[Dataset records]

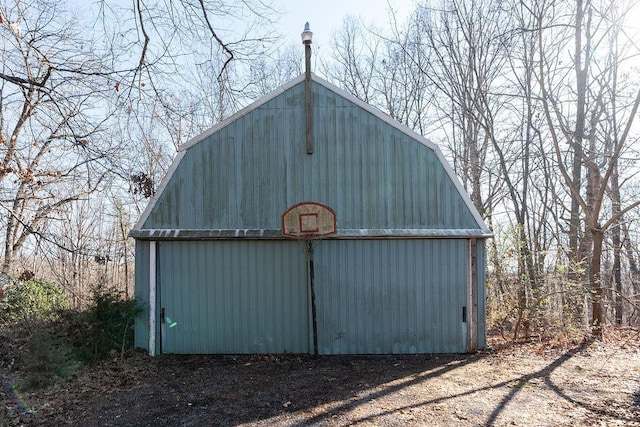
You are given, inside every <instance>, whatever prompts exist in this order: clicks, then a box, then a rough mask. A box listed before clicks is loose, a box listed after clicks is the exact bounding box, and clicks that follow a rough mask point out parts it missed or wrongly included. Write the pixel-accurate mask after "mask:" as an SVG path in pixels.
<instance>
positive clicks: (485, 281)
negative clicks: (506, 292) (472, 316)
mask: <svg viewBox="0 0 640 427" xmlns="http://www.w3.org/2000/svg"><path fill="white" fill-rule="evenodd" d="M485 243H486V240H484V239H483V240H478V245H477V247H476V251H477V260H478V262H477V264H478V271H477V275H478V348H486V347H487V306H486V302H487V300H486V298H487V293H486V285H487V272H486V262H487V260H486V248H485Z"/></svg>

PROBLEM STATEMENT: The whole of the data above needs retyping exactly, with pictures omitted.

EXERCISE RESULT:
You are given, inside every <instance>, whatever prompts exist in this order: clicks, then a box, then a rough mask. A box listed before clicks is loose, a box listed after clicks is the exact bounding box, and clicks that follow a rough mask point out parts it missed or wrongly included. Write the pixel-accurate mask after "mask:" as an SVG path in pixels.
<instance>
positive clicks: (485, 281)
negative clicks: (506, 292) (472, 316)
mask: <svg viewBox="0 0 640 427" xmlns="http://www.w3.org/2000/svg"><path fill="white" fill-rule="evenodd" d="M485 243H486V240H484V239H483V240H478V245H477V247H476V251H477V260H478V262H477V264H478V271H477V275H478V348H486V347H487V306H486V302H487V300H486V298H487V293H486V285H487V272H486V262H487V260H486V248H485Z"/></svg>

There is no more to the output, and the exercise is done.